> **WHAT IS NEEDED**: How many lines in the rows below contain the word "banner"? Reply with the number alone.

> **DATA IN THIS EXERCISE**:
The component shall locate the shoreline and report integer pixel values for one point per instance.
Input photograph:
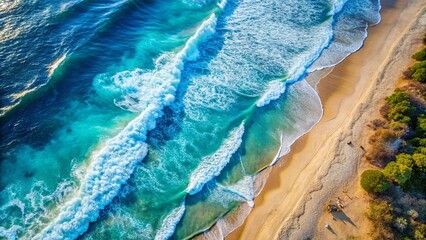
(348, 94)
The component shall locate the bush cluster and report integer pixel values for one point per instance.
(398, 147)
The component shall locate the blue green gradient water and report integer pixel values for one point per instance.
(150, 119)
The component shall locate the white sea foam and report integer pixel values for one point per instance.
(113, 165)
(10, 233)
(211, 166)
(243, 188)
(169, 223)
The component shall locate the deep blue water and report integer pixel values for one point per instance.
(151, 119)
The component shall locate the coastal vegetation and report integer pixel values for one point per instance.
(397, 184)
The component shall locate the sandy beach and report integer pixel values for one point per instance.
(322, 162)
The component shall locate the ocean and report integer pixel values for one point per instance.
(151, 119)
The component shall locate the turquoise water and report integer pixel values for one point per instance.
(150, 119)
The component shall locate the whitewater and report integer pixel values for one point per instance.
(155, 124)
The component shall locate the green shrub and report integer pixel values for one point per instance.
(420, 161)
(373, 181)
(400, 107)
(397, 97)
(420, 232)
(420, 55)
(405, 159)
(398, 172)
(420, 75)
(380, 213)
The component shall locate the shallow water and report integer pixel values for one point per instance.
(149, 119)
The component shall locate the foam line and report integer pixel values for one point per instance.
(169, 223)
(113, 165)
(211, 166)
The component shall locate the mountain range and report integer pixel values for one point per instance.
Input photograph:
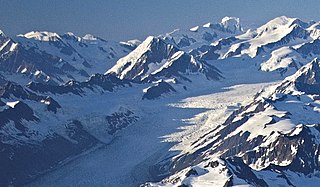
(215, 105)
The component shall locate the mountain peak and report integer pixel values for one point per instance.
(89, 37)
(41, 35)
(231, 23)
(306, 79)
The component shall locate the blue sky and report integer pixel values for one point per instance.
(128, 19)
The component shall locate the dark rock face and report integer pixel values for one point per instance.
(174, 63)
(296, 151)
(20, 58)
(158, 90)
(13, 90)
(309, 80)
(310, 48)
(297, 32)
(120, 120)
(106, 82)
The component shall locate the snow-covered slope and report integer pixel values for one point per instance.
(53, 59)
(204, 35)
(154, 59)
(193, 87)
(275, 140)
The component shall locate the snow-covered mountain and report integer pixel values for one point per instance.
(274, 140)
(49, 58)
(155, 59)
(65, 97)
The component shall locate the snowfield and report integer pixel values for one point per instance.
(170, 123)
...
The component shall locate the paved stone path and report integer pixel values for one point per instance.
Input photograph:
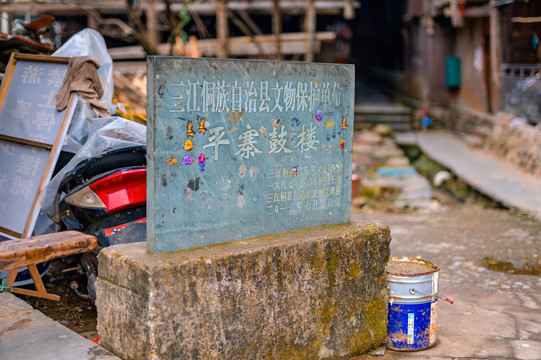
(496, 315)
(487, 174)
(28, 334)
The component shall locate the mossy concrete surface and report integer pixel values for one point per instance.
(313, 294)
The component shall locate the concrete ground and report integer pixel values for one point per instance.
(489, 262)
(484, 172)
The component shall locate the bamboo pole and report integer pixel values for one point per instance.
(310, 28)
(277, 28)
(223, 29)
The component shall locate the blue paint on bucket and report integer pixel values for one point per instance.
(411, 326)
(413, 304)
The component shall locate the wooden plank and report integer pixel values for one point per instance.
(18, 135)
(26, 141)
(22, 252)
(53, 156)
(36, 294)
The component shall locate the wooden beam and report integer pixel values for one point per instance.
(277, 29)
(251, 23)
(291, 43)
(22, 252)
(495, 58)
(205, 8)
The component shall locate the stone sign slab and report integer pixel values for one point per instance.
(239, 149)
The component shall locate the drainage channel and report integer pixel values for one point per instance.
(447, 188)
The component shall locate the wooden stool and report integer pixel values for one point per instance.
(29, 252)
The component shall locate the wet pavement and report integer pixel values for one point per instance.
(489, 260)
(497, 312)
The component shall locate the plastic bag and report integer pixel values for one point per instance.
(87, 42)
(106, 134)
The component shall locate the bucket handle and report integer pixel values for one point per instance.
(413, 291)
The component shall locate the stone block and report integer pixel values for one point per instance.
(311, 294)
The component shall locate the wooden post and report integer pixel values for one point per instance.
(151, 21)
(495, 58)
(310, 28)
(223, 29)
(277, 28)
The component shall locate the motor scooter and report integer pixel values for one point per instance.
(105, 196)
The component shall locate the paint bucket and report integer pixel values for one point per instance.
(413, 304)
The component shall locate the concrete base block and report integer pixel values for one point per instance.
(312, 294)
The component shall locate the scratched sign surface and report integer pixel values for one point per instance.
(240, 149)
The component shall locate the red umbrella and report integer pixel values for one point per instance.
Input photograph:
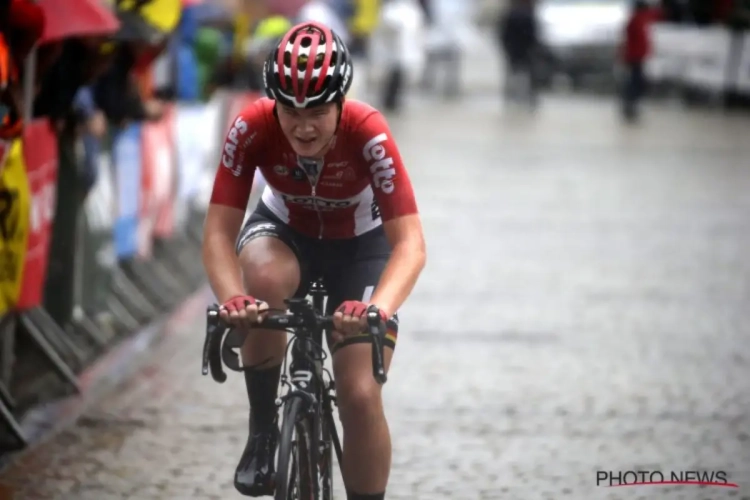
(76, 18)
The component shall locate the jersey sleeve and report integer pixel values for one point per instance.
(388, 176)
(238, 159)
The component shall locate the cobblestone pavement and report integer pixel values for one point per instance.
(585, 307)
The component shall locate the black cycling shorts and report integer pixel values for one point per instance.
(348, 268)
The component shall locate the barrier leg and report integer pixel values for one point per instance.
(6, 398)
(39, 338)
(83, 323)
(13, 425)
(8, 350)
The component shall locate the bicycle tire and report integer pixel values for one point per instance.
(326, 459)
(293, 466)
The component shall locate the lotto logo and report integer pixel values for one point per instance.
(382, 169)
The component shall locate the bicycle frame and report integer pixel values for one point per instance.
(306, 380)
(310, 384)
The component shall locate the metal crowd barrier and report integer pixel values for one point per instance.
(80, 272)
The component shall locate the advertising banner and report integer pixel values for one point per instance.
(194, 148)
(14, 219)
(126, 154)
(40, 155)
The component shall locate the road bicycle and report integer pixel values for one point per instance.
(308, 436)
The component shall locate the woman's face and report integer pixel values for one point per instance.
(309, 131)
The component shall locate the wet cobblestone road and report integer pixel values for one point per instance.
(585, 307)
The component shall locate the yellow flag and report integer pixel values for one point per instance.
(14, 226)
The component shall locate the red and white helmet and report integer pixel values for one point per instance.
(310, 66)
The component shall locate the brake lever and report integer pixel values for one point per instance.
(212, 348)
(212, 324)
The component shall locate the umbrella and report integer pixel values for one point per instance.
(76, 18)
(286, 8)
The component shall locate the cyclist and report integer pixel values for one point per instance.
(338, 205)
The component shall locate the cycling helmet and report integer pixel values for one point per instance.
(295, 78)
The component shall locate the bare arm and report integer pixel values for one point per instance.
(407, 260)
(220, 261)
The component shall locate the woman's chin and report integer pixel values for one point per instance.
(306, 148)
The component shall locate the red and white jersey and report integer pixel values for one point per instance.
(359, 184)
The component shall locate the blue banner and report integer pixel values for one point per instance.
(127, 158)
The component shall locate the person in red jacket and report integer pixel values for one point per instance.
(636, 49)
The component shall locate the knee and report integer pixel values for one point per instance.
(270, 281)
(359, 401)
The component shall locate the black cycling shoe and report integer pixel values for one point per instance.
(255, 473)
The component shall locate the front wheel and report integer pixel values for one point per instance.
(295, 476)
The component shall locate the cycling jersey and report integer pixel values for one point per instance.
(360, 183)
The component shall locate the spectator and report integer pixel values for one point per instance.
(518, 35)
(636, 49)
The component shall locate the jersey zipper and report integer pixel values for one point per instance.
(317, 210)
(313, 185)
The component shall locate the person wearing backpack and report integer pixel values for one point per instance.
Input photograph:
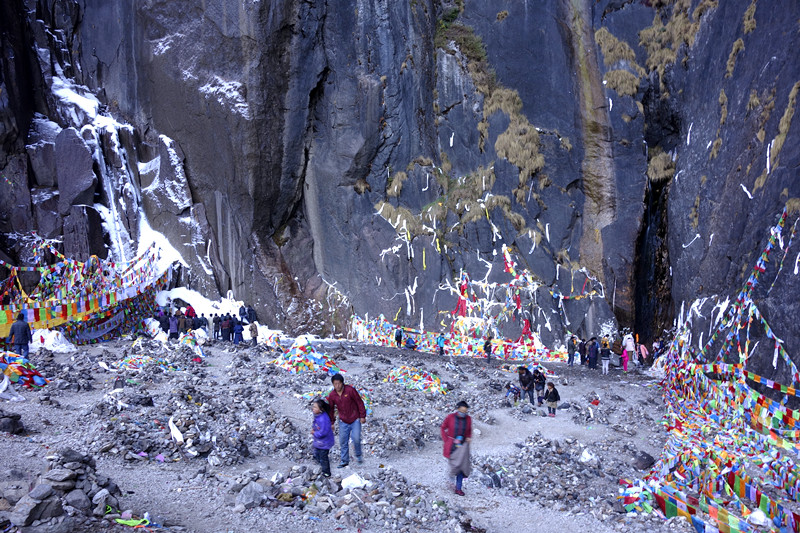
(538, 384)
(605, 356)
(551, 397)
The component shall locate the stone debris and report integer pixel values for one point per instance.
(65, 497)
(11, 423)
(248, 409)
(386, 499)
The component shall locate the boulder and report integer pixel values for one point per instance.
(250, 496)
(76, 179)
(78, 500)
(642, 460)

> **EXERCISE RESULT**: 2